┌─ DATA LINES
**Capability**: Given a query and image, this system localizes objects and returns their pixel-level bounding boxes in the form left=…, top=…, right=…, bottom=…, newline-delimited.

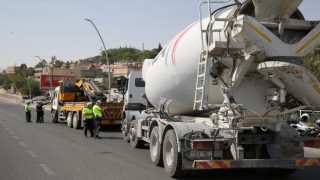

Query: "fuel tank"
left=143, top=6, right=235, bottom=114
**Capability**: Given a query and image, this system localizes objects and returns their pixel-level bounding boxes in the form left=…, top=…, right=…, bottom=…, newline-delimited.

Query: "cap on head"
left=300, top=113, right=310, bottom=121
left=87, top=102, right=92, bottom=107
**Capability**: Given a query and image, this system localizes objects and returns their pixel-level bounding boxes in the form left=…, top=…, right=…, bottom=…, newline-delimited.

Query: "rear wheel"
left=67, top=112, right=73, bottom=128
left=72, top=112, right=81, bottom=129
left=121, top=119, right=130, bottom=142
left=51, top=110, right=58, bottom=123
left=129, top=120, right=144, bottom=148
left=163, top=129, right=184, bottom=178
left=149, top=126, right=163, bottom=166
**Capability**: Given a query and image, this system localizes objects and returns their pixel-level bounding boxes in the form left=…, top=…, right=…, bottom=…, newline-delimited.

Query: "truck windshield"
left=134, top=78, right=145, bottom=87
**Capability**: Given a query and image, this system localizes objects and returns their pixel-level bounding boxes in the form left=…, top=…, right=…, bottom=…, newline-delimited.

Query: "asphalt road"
left=0, top=100, right=320, bottom=180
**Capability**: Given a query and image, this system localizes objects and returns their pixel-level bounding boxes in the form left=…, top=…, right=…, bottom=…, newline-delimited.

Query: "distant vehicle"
left=51, top=79, right=123, bottom=129
left=122, top=0, right=320, bottom=178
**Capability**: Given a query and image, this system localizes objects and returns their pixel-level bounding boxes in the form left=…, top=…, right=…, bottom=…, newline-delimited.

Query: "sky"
left=0, top=0, right=320, bottom=71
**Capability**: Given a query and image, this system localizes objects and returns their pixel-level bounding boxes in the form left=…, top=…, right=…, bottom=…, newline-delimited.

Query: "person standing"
left=36, top=101, right=44, bottom=123
left=92, top=100, right=102, bottom=139
left=82, top=102, right=94, bottom=137
left=24, top=101, right=31, bottom=122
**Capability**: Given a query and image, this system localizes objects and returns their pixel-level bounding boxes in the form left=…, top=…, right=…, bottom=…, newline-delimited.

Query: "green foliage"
left=2, top=74, right=12, bottom=90
left=99, top=47, right=162, bottom=64
left=304, top=50, right=320, bottom=79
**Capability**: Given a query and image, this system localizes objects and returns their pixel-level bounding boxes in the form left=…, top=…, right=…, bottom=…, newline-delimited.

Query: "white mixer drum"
left=143, top=6, right=235, bottom=114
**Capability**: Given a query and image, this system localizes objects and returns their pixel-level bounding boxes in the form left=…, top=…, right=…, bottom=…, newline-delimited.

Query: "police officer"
left=92, top=100, right=102, bottom=139
left=36, top=101, right=44, bottom=123
left=24, top=101, right=31, bottom=122
left=82, top=102, right=94, bottom=137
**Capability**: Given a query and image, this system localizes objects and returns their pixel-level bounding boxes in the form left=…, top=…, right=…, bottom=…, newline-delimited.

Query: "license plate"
left=190, top=150, right=222, bottom=158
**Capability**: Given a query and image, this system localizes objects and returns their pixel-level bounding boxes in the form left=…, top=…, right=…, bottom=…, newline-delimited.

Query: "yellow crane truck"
left=51, top=79, right=123, bottom=129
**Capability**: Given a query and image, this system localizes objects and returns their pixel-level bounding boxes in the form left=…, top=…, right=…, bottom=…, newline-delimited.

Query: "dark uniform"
left=92, top=101, right=102, bottom=139
left=36, top=102, right=44, bottom=123
left=82, top=103, right=94, bottom=137
left=24, top=102, right=31, bottom=122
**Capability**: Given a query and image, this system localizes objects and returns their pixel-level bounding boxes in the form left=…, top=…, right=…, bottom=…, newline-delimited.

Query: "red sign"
left=40, top=75, right=76, bottom=90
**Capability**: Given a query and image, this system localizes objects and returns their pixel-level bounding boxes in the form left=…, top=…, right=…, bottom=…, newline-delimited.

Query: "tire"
left=51, top=110, right=58, bottom=123
left=129, top=120, right=144, bottom=148
left=149, top=126, right=163, bottom=166
left=254, top=168, right=296, bottom=177
left=67, top=112, right=73, bottom=128
left=121, top=119, right=130, bottom=142
left=72, top=112, right=81, bottom=129
left=162, top=129, right=184, bottom=178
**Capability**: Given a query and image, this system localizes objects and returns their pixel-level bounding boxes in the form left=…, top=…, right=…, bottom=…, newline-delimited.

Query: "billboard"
left=40, top=74, right=76, bottom=90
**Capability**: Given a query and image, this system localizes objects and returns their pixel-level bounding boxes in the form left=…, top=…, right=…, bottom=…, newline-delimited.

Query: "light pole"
left=85, top=19, right=111, bottom=101
left=35, top=56, right=52, bottom=98
left=22, top=72, right=32, bottom=100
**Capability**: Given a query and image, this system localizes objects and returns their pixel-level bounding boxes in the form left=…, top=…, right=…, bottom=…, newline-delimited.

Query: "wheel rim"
left=67, top=113, right=72, bottom=127
left=72, top=114, right=78, bottom=128
left=150, top=135, right=159, bottom=157
left=165, top=140, right=174, bottom=166
left=122, top=120, right=128, bottom=136
left=130, top=124, right=136, bottom=142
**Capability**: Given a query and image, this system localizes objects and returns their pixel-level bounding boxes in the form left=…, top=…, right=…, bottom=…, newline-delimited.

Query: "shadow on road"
left=182, top=169, right=295, bottom=180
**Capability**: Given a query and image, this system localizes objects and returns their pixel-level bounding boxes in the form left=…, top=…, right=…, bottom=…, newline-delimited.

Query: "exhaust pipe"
left=252, top=0, right=303, bottom=19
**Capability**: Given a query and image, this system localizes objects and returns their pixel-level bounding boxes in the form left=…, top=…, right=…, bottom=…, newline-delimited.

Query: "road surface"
left=0, top=99, right=320, bottom=180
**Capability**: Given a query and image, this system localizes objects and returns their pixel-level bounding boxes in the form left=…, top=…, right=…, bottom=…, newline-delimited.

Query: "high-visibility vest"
left=92, top=105, right=102, bottom=117
left=24, top=104, right=31, bottom=112
left=82, top=108, right=93, bottom=119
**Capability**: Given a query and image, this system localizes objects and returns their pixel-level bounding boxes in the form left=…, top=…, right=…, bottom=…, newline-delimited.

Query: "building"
left=6, top=66, right=21, bottom=74
left=34, top=60, right=81, bottom=81
left=101, top=63, right=142, bottom=77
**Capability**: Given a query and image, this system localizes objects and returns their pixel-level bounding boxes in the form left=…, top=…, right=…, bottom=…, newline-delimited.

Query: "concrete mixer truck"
left=122, top=0, right=320, bottom=177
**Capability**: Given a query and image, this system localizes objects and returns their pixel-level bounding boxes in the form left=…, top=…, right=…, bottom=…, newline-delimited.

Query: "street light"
left=35, top=56, right=52, bottom=97
left=84, top=19, right=111, bottom=101
left=22, top=71, right=32, bottom=100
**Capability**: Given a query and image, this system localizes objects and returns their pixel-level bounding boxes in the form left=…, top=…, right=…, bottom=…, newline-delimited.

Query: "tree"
left=303, top=50, right=320, bottom=79
left=157, top=43, right=162, bottom=53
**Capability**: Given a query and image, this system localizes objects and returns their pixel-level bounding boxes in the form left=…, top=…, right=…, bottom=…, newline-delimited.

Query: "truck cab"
left=121, top=71, right=147, bottom=141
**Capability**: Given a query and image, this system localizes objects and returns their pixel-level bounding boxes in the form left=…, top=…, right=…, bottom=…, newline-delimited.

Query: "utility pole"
left=85, top=19, right=111, bottom=101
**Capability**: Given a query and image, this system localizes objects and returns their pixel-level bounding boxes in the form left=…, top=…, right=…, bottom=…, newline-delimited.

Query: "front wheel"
left=149, top=126, right=163, bottom=166
left=163, top=129, right=184, bottom=178
left=121, top=119, right=130, bottom=142
left=67, top=112, right=73, bottom=128
left=72, top=112, right=81, bottom=129
left=51, top=110, right=58, bottom=123
left=129, top=120, right=144, bottom=148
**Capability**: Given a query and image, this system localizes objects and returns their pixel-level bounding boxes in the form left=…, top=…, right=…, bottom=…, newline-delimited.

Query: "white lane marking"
left=28, top=151, right=38, bottom=158
left=40, top=164, right=54, bottom=176
left=19, top=141, right=27, bottom=147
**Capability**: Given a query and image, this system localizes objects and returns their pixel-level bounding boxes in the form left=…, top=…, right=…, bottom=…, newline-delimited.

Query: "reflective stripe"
left=82, top=108, right=93, bottom=119
left=296, top=159, right=320, bottom=167
left=245, top=22, right=272, bottom=43
left=196, top=161, right=231, bottom=169
left=296, top=33, right=320, bottom=55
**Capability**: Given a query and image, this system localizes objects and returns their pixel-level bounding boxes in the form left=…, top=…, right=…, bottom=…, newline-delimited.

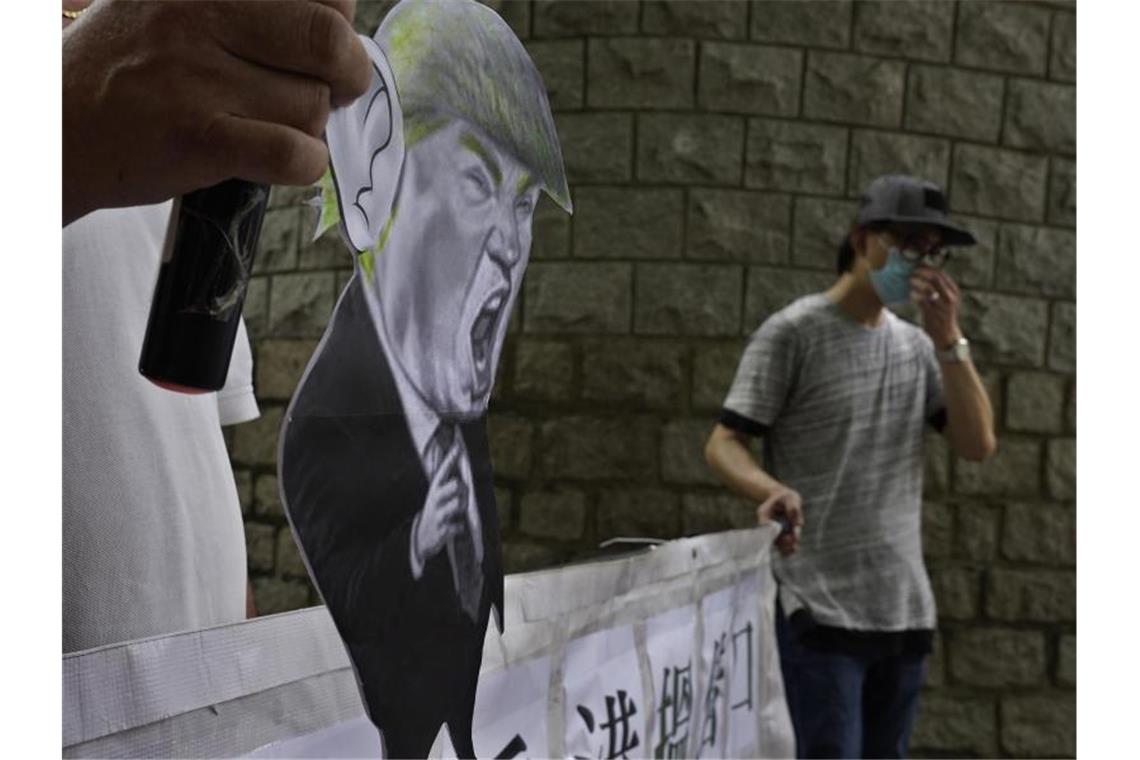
└─
DIRECTIONS:
Write out the records again from their start up to and including the line with "left=134, top=78, right=145, bottom=87", swapping "localizes" for "locates" wherever it occurs and leaving everything else unchanged. Omit the pictures.

EXERCISE OUTPUT:
**Capability**: Given a query and image, this system locates objects and returns their pixel-level bounding boxes in the form left=…, top=…, right=…, bottom=…, newline-delimited.


Query: "fuel tank"
left=143, top=6, right=235, bottom=114
**Capability**: Given a query and image, this system locates objects and returns their pixel-level bounding boxes in the form left=…, top=…, right=…, bottom=…, newline-delimited.

Query: "cap on head"
left=300, top=113, right=310, bottom=121
left=87, top=102, right=92, bottom=107
**Capability**: Given a query and image, this system locates objects and returns their pixel-level bounding boxes in the form left=…, top=…, right=…, bottom=…, newline-delimited.

Query: "rear wheel"
left=67, top=112, right=73, bottom=128
left=72, top=112, right=81, bottom=129
left=121, top=119, right=130, bottom=142
left=51, top=110, right=58, bottom=123
left=129, top=120, right=144, bottom=148
left=163, top=129, right=184, bottom=178
left=149, top=126, right=163, bottom=166
**Capability**: Given a query and image, this system locates objects and returns their pixel-level bounding boxes in the form left=…, top=…, right=…, bottom=…, newline-delimited.

Query: "truck windshield"
left=134, top=78, right=145, bottom=87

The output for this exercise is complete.